Using the records below, filter out every line that lacks "mask" and copy the rest.

*** Data ***

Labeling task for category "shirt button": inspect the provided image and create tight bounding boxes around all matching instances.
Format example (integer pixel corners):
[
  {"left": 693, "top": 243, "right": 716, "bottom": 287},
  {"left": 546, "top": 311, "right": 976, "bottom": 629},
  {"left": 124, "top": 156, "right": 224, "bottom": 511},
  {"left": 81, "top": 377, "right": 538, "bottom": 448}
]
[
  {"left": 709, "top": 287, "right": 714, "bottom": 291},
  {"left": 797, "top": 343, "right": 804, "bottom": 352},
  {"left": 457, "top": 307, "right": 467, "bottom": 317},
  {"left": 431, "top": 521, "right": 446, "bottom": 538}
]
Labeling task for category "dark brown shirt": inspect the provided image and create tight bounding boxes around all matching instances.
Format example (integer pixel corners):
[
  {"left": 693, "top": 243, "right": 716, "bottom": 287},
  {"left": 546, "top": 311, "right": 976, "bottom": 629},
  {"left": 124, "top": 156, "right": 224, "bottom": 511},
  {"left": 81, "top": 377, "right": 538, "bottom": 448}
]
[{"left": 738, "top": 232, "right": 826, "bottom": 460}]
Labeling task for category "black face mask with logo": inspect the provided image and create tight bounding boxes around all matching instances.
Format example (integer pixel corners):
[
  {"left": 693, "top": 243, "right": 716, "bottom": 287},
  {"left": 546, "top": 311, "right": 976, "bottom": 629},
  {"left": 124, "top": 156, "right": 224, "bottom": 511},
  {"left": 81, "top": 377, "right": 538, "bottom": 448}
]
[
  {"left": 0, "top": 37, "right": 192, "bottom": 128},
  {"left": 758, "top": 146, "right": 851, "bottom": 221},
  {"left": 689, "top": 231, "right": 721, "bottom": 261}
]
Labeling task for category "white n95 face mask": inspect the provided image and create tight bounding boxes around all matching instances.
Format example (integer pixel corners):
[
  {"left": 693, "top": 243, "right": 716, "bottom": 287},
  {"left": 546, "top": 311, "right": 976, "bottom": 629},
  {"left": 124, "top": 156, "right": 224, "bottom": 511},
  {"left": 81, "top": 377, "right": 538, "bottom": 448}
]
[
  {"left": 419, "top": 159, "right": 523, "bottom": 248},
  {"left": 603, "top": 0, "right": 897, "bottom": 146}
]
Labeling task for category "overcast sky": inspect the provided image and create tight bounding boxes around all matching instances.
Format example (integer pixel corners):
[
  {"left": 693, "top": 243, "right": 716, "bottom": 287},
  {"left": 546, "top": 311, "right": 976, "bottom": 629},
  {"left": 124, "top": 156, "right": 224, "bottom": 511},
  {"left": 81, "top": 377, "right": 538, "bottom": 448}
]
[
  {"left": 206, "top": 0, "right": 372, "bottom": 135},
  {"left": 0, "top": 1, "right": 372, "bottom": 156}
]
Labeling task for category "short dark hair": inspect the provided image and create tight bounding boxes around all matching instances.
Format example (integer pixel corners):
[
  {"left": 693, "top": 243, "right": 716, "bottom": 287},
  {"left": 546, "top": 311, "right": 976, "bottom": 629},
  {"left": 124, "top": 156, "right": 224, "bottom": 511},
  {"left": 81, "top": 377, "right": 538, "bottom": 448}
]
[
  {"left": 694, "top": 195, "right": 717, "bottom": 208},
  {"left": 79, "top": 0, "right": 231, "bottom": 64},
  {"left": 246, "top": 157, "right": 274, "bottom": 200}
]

*** End of Data ***

* [Task response]:
Labeling task for category "black face mask with logo": inspect the provided image and create tight bounding boxes around all matching instances.
Labeling task for category "white n95 face mask": inspect the provided image and create tight bounding boxes around all matching instances.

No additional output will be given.